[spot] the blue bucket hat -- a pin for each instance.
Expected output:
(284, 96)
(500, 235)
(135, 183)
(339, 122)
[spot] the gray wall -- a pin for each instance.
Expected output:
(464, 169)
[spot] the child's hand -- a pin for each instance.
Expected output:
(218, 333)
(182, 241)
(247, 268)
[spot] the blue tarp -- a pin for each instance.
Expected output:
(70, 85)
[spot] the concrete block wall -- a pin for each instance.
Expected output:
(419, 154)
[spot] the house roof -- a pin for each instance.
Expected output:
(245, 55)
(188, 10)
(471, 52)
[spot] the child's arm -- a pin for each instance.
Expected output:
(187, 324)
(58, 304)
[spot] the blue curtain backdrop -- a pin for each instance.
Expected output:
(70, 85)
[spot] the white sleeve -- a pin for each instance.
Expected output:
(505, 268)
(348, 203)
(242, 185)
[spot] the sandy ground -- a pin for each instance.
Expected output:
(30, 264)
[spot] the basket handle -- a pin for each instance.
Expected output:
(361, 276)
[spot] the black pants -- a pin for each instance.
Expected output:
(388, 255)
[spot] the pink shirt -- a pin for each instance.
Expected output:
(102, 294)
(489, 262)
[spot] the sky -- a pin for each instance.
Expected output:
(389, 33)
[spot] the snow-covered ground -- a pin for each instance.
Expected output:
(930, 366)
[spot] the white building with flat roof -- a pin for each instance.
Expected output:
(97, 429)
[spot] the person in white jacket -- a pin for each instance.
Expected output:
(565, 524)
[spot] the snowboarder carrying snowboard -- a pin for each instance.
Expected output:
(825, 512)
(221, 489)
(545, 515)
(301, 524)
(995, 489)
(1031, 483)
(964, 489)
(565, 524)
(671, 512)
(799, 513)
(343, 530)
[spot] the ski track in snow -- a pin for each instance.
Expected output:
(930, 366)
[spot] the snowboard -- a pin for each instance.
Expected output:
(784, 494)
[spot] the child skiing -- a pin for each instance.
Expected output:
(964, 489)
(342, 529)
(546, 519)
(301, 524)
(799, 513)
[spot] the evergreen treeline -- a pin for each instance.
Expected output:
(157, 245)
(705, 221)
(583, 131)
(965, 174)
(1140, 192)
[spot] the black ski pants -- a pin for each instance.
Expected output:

========

* [Exercise brief]
Put every line of the records above into a numbered list, skipping any blank lines.

* [Correct response]
1. [spot] the blue bucket hat -- a pin for each instance.
2. Expected output:
3. (284, 96)
4. (500, 235)
5. (135, 183)
6. (339, 122)
7. [spot] the gray wall -- a pin for each instance.
8. Expected output:
9. (464, 169)
10. [spot] the child's hand -- a pin for each instance.
11. Expected output:
12. (218, 333)
13. (182, 241)
14. (247, 268)
15. [spot] the blue tarp -- a pin for each instance.
16. Expected output:
17. (70, 85)
18. [spot] the concrete block wall -- a pin for each instance.
19. Expected output:
20. (419, 154)
21. [spot] the house roof -- a pin for each instance.
22. Expected output:
23. (245, 55)
24. (188, 10)
25. (471, 52)
26. [spot] the child's arm -- a pin for each instance.
27. Expected output:
28. (187, 324)
29. (58, 304)
30. [spot] the blue curtain backdrop -- a pin for each instance.
31. Expected output:
32. (70, 85)
33. [spot] the white sleeve -- a pin for each instance.
34. Expected output:
35. (505, 268)
36. (348, 203)
37. (242, 185)
38. [spot] the sandy ground -- a pin for each instance.
39. Expected output:
40. (30, 264)
41. [spot] the basket handle -- a pin for each instance.
42. Expected output:
43. (361, 276)
44. [spot] the black pants -- a pin for each instance.
45. Expected output:
46. (388, 255)
47. [spot] the pink shirt -- a pin for each instance.
48. Expected output:
49. (102, 294)
50. (489, 262)
51. [spot] the sky -- a pin for each instance.
52. Expected output:
53. (389, 33)
54. [spot] the snow-covered ground -- a pin for each instance.
55. Expected output:
56. (930, 366)
57. [spot] the white building with flat roof -- a pin for each instance.
58. Expected output:
59. (97, 429)
60. [spot] the person in white jacket -- a pin for each instance.
61. Expected output:
62. (565, 524)
63. [spot] the snowboarder carrying snowboard -- a pin for each instance.
64. Expected output:
65. (825, 512)
66. (221, 489)
67. (545, 515)
68. (301, 524)
69. (995, 489)
70. (1031, 483)
71. (964, 489)
72. (565, 524)
73. (671, 512)
74. (799, 513)
75. (343, 530)
76. [spot] the ski track in snow -- a pin for each instance.
77. Expected output:
78. (930, 366)
79. [spot] the snowboard -- a pin for each instance.
80. Expected output:
81. (784, 494)
82. [spot] the child skiing -- a pin for each instance.
83. Expected output:
84. (964, 489)
85. (342, 529)
86. (546, 519)
87. (301, 524)
88. (799, 513)
89. [spot] the evergreen treeline -- a pin for each instance.
90. Expected output:
91. (157, 245)
92. (705, 221)
93. (583, 131)
94. (965, 174)
95. (1140, 192)
96. [spot] the black ski pants -- a pin for each instance.
97. Expected output:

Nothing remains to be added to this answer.